• Esercizio 1:
Rispondi alle domande sull'articolo sull'omicidio nel carcere di Bicocca.
(a) Quanti colpi ha sparato l'ispettore?
(b) Quanti anni aveva Mauro Falcone e di dove era originario?
(c) Con quali parole il procuratore Vincenzo D'Agata ha definito il delitto?
• Esercizio 2: Per favore, prosegui l'articolo sull'omicidio nel carcere di Bicocca dopo la sua ultima frase.

• Brano scelto:
L’ispettore prima prega, poi ammazza il collega

CataniaSi è chiuso al buio in una cella del carcere di massima sicurezza di Bicocca, in ginocchio ha recitato il Padre Nostro con la Bibbia in mano, poi ha impugnato la pistola e ha sparato 15 colpi, l'intero caricatore, su un agente che in quel momento stava attraversando il varco che separa i due portoni in ferro della porta carraia del carcere di Catania. Poi ha farfugliato poche parole su «Satana» e sul «male assoluto», segno evidente di una lucida follia.
La notte tra martedì e mercoledì i colpi sordi della Beretta 9x21 d'ordinanza hanno risuonato tetri nella prigione di massima sicurezza di Bicocca. Hanno svegliato i detenuti, oltre 250, tutti in regime di carcere duro, ma anche gli agenti, e gli ispettori della polizia penitenziaria. Mauro Falcone era uno di loro: originario di Piazza Armerina, aveva 39 anni, era sposato e aveva due bambine in tenera età. Completamente allucinato ha ucciso Davide Aiello di 32, anche lui in servizio nella casa circondariale, ufficio di direzione il suo posto.
A poche ore dal delitto il procuratore di Catania Vincenzo D'Agata, ha quasi archiviato il caso, certo di come sono andate le cose: «Un delitto di ordinaria follia». Perché sul conto di Falcone non vi sono nuvole che potessero addensare sospetti di altro genere: l'omicidio - gli investigatori che hanno visto e rivisto decine di volte le immagini catturate da una telecamera a circuito chiuso del carcere - non sarebbe scaturito da fatti collegati al servizio, né da screzi personali tra l'ispettore e l'agente. Tesi che il responsabile del Dap Sicilia, Orazio Farano, ha subito fatto sua parlando di «episodio inspiegabile».

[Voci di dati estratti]
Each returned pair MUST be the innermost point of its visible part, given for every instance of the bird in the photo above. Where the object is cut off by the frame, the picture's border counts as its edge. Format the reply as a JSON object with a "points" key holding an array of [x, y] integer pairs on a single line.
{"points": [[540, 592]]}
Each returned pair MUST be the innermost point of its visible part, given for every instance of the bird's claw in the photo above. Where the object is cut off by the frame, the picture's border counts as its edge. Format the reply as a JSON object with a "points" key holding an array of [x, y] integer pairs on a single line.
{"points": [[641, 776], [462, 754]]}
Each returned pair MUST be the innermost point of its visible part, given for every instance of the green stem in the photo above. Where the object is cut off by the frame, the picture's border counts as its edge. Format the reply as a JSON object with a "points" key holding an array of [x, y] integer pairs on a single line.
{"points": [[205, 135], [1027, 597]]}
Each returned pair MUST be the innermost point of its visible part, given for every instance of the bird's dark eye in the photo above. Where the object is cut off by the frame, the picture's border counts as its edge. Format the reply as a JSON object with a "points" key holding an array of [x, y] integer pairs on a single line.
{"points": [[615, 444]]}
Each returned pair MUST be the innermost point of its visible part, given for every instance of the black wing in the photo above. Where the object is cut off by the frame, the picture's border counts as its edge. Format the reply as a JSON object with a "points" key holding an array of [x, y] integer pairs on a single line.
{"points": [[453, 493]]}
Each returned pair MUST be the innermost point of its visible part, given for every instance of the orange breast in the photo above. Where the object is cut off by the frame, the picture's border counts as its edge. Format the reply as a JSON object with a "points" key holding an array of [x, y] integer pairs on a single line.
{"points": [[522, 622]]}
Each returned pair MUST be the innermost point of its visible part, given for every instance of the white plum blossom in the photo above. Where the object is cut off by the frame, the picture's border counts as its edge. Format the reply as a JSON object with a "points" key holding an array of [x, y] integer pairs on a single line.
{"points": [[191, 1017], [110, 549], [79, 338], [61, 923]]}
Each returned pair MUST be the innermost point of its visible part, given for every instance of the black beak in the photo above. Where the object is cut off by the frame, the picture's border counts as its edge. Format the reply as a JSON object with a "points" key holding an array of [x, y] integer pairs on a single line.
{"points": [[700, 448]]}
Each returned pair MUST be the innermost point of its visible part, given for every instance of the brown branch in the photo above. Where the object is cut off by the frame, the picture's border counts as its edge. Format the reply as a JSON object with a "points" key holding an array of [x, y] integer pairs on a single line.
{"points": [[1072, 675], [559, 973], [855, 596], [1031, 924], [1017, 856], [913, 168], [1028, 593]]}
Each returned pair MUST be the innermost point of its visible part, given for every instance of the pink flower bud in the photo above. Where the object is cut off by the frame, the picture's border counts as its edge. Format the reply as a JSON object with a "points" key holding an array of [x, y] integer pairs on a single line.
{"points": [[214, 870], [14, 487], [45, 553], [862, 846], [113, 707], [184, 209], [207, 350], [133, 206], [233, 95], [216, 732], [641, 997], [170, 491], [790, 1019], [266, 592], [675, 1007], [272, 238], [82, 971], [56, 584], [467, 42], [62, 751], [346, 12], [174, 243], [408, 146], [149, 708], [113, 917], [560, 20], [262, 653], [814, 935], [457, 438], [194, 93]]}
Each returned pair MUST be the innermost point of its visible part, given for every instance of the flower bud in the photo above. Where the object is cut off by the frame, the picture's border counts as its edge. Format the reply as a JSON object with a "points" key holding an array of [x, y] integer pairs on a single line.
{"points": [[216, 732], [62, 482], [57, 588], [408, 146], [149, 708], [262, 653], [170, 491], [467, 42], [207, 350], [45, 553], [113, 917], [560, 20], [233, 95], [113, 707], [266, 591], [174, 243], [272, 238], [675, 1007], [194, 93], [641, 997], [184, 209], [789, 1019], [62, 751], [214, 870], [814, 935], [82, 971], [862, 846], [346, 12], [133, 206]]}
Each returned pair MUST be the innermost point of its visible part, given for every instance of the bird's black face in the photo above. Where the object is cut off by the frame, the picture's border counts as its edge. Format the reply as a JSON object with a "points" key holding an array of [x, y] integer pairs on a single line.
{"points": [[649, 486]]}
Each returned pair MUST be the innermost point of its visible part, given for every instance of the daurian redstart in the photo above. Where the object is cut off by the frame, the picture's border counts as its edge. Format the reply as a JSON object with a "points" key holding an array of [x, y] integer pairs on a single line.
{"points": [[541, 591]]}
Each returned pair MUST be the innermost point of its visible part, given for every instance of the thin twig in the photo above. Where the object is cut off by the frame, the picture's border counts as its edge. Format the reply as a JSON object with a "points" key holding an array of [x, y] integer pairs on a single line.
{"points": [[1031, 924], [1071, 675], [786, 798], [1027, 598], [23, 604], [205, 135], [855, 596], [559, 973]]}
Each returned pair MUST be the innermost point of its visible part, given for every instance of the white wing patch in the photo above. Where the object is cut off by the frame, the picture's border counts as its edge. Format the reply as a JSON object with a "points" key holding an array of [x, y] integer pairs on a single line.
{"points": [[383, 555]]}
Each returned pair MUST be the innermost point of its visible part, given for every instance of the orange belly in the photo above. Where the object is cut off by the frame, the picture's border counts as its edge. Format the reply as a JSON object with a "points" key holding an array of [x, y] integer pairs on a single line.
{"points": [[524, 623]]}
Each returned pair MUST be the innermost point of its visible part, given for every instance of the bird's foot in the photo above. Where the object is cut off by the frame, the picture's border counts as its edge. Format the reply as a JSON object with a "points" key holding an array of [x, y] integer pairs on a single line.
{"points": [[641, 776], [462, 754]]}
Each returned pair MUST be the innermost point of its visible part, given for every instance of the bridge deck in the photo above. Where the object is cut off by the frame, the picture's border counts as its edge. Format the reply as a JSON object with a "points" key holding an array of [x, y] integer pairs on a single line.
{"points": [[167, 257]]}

• Risposta 1:
(a) 15 colpi, l'intero caricatore.
(b) Aveva 39 anni ed era originario di Piazza Armerina.
(c) «Un delitto di ordinaria follia».

• Risposta 2:
Mauro Falcone aveva sofferto di crisi depressive. Sette anni fa i primi disturbi, iniziati quando era in servizio nel carcere di Giarre. Quattro anni dopo il trasferimento a Catania, nella struttura penitenziaria di Bicocca. E qui ansie e stress non si erano calmati, tanto che meno di due anni fa aveva chiesto licenza per malattia. Assenze sempre puntualmente accompagnate da certificati medici che evidenziavano crisi depressive. Per patologie di questo tipo, come vuole la legge, a Falcone era stata tolta la pistola d'ordinanza, un provvedimento che successivamente però era rientrato. Nel frattempo quattro o cinque volte era stato in visita alla commissione medica ospedaliera militare di Augusta. Che alla fine aveva deciso di reintegrarlo nel suo lavoro. Tornato in servizio, per diverse settimane, Falcone era stato impiegato in ufficio per poi ritornare alle sue mansioni, come ispettore addetto alla sorveglianza del carcere. Martedì sera Falcone aveva finito il turno di servizio a mezzanotte. Dopo si era intrattenuto con i colleghi per oltre un'ora durante la quale ha pure preso un caffè con un amico di lavoro. All'improvviso, come se si fosse ricordato di qualcosa da fare, si è diretto verso la porta d'ingresso e tra i due cancelli di ferro del carcere ha sparato contro Aiello. Dopo, come se nulla fosse successo è tornato nella camerata. A un collega che gli ha chiesto se avesse sentito degli spari, ha detto: «Non è successo niente non ti preoccupare vai a letto».

Quando la polizia è arrivata per arrestarlo, Falcone era sulla sua branda, sdraiato parlava da solo e pronunciava frasi senza senso come «Satana», «il male assoluto». Frasi che ha ripetuto successivamente quando è stato sentito da uno psichiatra al quale avrebbe spiegato così quello che è accaduto: «Io sono il Bene, lui era il Male: quindi il Bene ha vinto sul Male».